__Aim of the exercise__. Only the lines from the one containing "Reviewer note: verify that every instance of the groom's beard" through the end of the data below should be copied, each exactly as written and with both ends kept.
--- START Provided data ---
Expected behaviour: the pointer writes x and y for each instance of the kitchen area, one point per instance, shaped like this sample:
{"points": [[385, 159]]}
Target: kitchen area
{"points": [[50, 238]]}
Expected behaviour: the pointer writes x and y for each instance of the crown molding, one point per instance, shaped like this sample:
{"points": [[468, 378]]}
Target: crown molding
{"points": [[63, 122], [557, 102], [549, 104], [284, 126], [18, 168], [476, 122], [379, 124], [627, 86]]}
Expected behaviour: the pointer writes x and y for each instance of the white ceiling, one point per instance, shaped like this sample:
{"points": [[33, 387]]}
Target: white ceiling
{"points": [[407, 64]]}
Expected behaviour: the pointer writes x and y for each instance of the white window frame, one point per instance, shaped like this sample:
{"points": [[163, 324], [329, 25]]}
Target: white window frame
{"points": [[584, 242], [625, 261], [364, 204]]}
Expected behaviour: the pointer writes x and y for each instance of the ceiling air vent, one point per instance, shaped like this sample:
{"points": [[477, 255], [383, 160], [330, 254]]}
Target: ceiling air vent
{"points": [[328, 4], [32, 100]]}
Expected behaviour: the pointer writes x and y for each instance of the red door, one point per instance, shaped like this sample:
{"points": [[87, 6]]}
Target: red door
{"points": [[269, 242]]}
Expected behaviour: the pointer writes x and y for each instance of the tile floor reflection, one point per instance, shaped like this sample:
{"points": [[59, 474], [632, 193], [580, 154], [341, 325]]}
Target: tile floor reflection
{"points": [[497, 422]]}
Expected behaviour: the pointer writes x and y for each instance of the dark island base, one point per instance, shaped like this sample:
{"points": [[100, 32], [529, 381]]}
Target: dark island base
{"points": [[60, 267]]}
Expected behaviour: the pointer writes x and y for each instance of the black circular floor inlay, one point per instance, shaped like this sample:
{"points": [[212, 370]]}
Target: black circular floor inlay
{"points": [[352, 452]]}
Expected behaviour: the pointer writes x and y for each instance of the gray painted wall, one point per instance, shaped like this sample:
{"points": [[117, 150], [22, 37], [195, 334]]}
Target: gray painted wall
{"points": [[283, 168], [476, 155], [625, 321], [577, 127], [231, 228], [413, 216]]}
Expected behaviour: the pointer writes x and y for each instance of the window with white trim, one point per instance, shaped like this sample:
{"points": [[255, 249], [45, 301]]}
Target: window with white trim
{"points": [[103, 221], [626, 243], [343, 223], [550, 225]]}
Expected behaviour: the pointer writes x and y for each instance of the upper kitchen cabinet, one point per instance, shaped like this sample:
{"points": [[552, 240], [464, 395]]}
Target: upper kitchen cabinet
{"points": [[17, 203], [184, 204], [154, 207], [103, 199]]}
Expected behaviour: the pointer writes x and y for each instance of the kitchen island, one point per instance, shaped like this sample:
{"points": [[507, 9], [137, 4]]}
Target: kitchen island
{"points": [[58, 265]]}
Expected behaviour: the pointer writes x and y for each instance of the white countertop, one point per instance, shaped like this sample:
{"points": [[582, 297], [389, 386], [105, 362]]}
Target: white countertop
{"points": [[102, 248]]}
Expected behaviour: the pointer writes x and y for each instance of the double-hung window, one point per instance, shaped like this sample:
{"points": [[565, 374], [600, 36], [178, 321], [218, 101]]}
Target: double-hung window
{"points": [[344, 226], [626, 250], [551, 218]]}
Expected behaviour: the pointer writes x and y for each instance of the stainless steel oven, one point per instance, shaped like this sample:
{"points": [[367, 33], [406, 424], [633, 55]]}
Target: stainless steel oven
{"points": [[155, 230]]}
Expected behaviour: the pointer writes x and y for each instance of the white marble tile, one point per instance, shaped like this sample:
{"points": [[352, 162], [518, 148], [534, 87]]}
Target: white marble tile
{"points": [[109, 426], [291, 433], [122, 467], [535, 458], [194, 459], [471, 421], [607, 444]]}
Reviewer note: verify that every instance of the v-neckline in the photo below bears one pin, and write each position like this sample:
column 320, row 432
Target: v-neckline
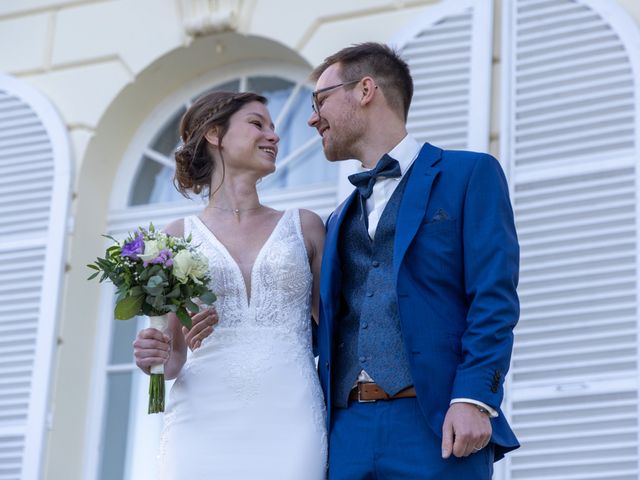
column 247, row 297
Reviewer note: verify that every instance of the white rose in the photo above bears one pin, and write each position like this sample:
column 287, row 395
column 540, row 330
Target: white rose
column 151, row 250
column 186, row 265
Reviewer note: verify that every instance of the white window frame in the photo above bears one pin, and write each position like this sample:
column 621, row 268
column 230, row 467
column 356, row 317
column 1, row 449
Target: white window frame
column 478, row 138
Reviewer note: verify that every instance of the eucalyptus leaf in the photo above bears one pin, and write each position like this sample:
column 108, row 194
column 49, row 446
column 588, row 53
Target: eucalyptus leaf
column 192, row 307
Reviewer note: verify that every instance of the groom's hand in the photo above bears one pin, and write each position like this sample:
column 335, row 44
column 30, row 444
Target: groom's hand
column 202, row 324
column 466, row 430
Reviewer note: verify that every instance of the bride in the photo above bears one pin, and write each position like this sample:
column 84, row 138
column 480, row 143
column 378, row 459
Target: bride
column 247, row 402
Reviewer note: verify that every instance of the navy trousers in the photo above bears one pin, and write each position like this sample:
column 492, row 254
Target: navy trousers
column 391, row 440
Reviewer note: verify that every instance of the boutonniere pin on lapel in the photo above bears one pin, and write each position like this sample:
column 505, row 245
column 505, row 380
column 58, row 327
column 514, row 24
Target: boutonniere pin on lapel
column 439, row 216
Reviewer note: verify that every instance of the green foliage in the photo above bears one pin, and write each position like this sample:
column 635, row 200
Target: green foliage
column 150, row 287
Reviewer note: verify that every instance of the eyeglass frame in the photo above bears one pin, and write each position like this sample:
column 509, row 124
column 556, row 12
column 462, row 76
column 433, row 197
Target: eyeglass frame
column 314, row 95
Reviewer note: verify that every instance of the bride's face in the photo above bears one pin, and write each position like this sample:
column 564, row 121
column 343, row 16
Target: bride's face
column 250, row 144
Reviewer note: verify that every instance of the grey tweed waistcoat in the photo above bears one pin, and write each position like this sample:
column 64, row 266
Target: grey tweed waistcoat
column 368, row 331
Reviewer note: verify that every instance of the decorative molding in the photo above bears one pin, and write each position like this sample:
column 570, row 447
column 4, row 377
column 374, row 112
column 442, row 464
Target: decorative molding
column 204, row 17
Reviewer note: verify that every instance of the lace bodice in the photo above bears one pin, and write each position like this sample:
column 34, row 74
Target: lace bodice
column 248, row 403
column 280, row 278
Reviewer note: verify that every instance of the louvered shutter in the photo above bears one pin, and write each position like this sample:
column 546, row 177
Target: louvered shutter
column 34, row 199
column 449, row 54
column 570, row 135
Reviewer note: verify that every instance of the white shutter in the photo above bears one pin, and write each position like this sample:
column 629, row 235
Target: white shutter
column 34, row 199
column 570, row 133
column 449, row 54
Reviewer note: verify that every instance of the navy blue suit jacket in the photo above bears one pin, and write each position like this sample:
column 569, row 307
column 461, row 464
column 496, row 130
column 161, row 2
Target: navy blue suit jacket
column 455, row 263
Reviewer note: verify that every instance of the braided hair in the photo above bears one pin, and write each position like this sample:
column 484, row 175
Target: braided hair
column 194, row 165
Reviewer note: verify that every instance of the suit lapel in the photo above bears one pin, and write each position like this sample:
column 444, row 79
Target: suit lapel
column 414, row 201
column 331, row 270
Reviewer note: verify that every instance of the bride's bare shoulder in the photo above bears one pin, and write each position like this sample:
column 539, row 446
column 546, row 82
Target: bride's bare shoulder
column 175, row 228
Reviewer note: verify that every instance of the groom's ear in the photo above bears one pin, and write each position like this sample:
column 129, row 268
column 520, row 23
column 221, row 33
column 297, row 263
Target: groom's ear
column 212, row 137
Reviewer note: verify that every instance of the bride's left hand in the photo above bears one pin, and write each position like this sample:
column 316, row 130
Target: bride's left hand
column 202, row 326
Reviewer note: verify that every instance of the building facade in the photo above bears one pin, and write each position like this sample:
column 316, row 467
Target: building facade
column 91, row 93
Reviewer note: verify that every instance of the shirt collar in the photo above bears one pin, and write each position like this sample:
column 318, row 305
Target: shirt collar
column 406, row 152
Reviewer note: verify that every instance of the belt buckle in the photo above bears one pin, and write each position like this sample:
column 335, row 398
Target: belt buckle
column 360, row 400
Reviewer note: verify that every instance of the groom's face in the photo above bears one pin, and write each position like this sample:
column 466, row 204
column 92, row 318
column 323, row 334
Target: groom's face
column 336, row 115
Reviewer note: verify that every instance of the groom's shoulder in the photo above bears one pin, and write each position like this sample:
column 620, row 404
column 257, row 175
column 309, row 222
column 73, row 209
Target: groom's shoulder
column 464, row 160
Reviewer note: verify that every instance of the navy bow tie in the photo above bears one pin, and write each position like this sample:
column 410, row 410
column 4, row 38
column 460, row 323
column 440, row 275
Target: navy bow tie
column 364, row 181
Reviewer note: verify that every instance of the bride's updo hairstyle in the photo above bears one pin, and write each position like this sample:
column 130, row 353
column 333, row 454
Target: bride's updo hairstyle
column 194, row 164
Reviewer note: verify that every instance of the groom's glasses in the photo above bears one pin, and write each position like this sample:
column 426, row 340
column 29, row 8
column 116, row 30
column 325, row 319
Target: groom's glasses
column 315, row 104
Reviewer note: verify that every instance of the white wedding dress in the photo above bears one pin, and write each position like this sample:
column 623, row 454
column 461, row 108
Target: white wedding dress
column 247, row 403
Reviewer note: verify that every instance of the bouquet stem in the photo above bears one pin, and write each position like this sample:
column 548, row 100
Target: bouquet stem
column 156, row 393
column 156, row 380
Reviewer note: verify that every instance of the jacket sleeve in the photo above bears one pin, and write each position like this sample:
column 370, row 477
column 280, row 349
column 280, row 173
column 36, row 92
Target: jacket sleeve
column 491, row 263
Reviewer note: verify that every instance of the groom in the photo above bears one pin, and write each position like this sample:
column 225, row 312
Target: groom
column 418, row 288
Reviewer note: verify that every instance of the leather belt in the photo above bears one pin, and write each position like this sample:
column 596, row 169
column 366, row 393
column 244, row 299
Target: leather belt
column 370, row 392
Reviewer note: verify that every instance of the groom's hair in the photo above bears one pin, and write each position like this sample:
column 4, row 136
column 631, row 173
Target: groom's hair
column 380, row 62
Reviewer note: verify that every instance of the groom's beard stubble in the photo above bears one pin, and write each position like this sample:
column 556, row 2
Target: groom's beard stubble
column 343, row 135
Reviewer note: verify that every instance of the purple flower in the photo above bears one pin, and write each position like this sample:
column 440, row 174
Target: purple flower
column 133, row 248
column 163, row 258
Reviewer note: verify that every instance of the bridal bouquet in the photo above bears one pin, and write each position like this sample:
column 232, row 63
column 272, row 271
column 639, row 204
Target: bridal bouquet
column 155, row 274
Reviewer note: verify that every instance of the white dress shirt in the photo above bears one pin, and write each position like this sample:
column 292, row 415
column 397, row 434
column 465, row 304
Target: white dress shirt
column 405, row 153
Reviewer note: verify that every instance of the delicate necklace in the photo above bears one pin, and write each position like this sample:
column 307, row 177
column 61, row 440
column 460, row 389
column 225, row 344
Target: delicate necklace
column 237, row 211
--- END Provided data ---
__Written answer__.
Reviewer note: verify that every instance of the groom's beard stubble in the photo above bears one pin, and write each position like this sample:
column 556, row 2
Target: groom's beard stubble
column 343, row 135
Reviewer note: verify that every instance of the purple flower in the photo above bears one pin, and write each position like this sample:
column 440, row 174
Target: purple flower
column 133, row 248
column 163, row 258
Reviewer note: verify that every instance of the bridal bouquet in the photo above bears one pin, and write each position like this sample:
column 232, row 63
column 272, row 271
column 639, row 204
Target: bridal bouquet
column 155, row 274
Reviewer note: verify that every instance of the white dress shirt in the photo above bears one pin, and write each position like this sample:
column 292, row 415
column 397, row 434
column 465, row 304
Target: white dress shirt
column 405, row 153
Reviewer note: verify that every instance of the delicate necklace in the photo above bears one pin, and write each position like this sample:
column 307, row 177
column 61, row 440
column 460, row 389
column 225, row 344
Target: delicate necklace
column 237, row 211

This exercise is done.